=== SOURCE DOCUMENT ===
Reserving Space on Disk

Conor P. Cahill cpcahil at virtech.uucp
Mon Jul 16 07:16:08 AEST 1990


In article <563 at hhb.UUCP> istvan at hhb.UUCP (Istvan Mohos) writes:
>    if (write (fd, malloc(FOURMEG), FOURMEG) != FOURMEG)
>        perror("malloc or write error"), exit (1);

While I know this is just an example & is not intended to be a 
suggestion of what to do, I just have to comment on it to ensure 
that some impressionable engineer doesn't think this is a 
good thing to do.

Anyway, my comment is never (not even in an example (unless it is
an example of what not to do)) ever use the return of any function
that may return NULL before you check it to see if it returned NULL.

Your perror() seems to indicated that if the malloc had failed, the write
would return -1 and set errno accordingly.  In fact, the malloc failure
would return a NULL pointer and then write would try to write out 4MB
from that location.  On most machines this would result in a
core dump, either because NULL was not a valid address, or because
there was not 4MB in the user's address space following that 
pointer.
===
**DESCRIPTION OF THE TASK**
Answer these questions about the post on reserving space on disk above:
(a) Whose article is quoted at the start?
(b) What does the writer say never to do with a function that may return NULL?
(c) On most machines, what would result from the write when malloc had failed, and for what two possible reasons?
=== SUPPLIED DATA ===
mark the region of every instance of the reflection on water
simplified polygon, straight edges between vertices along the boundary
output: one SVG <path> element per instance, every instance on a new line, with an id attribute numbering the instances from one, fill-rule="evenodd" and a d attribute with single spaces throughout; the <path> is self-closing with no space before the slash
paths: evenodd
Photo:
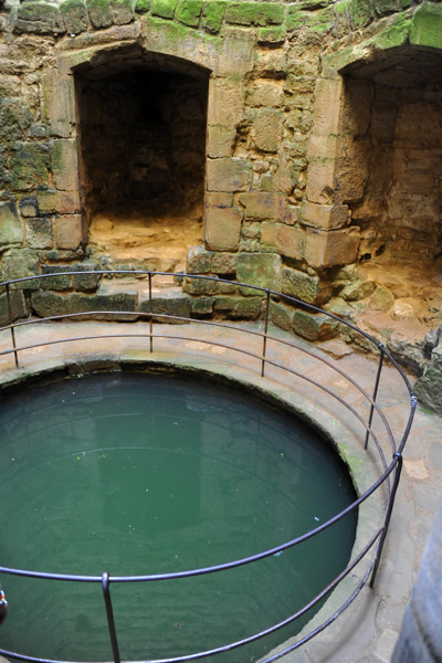
<path id="1" fill-rule="evenodd" d="M 122 576 L 230 561 L 313 529 L 355 498 L 336 454 L 304 423 L 178 377 L 96 375 L 8 396 L 0 465 L 1 565 L 40 571 Z M 122 657 L 189 654 L 285 619 L 345 567 L 355 527 L 348 516 L 240 569 L 112 585 Z M 110 660 L 99 585 L 0 580 L 10 609 L 1 648 Z M 210 660 L 256 661 L 306 621 Z"/>

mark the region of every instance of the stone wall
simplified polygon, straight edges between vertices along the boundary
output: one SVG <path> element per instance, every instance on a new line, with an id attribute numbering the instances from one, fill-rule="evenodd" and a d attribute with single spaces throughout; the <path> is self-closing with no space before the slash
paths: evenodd
<path id="1" fill-rule="evenodd" d="M 424 370 L 442 322 L 439 2 L 6 0 L 0 24 L 4 278 L 179 270 L 161 256 L 191 245 L 189 272 L 326 306 Z M 260 315 L 256 293 L 207 283 L 183 282 L 194 315 Z M 339 330 L 271 309 L 311 339 Z"/>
===
**TASK OUTPUT**
(a) Istvan Mohos (istvan at hhb.UUCP).
(b) Never use its return before checking whether it returned NULL.
(c) A core dump, either because NULL was not a valid address or because there was not 4MB in the user's address space following that pointer.